■ **Your task**:
Count how many lines of the records contain the string "rough", and give only that number.

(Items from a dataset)
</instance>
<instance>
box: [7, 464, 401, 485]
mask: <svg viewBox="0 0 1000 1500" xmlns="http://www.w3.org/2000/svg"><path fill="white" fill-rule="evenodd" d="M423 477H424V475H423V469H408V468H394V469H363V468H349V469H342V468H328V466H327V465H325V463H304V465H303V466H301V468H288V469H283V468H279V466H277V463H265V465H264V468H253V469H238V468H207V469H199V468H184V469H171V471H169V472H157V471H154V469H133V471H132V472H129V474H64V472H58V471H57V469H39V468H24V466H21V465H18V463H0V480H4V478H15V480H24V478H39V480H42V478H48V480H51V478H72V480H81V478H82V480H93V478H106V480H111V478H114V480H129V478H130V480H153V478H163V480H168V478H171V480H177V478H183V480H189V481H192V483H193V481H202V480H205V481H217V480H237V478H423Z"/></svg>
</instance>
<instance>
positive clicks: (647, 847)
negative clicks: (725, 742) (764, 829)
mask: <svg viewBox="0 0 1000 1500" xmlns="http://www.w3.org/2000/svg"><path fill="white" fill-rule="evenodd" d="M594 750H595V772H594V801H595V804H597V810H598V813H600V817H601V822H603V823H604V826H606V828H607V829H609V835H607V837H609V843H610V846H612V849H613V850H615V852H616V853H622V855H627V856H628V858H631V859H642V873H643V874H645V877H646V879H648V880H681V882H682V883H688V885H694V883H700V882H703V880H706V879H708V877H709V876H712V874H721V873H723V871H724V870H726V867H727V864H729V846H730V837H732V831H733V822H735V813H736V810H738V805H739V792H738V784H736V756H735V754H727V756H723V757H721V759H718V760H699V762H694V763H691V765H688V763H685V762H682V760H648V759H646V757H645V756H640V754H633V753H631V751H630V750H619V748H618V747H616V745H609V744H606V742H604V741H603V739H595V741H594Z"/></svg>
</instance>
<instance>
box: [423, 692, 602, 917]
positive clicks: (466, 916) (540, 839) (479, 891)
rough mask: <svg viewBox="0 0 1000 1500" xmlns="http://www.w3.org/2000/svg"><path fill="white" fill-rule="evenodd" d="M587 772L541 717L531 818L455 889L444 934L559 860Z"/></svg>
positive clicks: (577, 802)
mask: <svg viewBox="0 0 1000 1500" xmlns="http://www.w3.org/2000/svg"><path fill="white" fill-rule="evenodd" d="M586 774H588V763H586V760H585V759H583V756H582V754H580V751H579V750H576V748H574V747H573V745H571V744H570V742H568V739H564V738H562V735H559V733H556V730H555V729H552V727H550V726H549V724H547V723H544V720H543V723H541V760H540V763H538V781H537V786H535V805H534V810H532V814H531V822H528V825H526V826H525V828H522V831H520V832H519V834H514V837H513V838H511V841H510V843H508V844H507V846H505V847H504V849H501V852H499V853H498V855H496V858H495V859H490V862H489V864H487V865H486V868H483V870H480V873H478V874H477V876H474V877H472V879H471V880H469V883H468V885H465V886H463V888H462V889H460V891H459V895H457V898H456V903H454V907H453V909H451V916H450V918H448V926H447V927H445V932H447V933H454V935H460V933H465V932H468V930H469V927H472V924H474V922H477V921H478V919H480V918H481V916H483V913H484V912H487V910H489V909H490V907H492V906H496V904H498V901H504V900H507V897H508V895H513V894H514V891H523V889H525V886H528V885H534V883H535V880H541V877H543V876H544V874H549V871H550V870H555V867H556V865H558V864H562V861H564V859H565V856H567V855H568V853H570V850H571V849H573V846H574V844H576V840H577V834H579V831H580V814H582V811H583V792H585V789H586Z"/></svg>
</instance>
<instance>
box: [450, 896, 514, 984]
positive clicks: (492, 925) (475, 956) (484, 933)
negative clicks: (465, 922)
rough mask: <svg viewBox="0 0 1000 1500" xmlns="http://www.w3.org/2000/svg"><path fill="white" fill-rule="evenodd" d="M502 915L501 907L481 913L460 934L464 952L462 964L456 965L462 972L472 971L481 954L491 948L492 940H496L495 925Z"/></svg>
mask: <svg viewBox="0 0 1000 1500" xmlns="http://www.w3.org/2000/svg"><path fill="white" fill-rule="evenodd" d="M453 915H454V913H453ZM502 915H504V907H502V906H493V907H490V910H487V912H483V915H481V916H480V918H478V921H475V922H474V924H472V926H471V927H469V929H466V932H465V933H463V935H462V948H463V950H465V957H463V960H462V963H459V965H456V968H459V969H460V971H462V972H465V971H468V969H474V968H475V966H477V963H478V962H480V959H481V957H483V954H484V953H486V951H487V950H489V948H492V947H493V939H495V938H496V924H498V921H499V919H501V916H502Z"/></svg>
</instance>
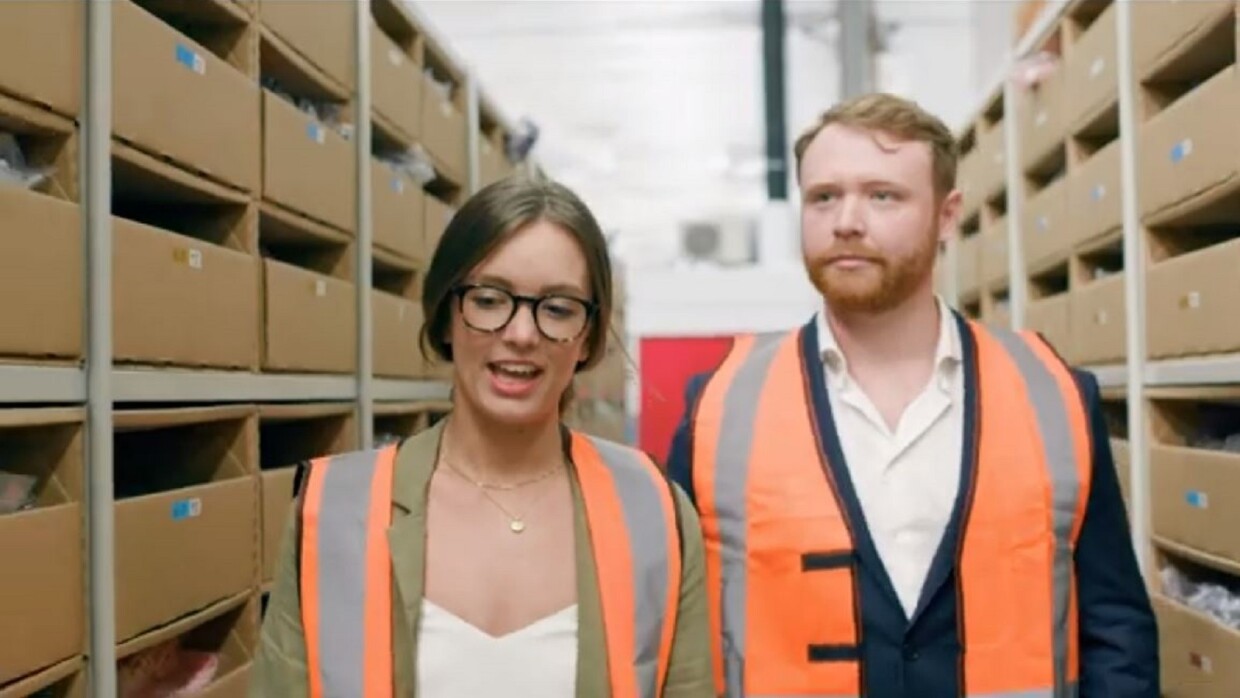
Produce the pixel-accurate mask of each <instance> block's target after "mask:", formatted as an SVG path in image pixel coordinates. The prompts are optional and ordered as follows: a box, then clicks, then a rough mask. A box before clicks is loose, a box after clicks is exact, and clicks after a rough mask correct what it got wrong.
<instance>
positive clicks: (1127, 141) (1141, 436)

■ **Problem solution**:
3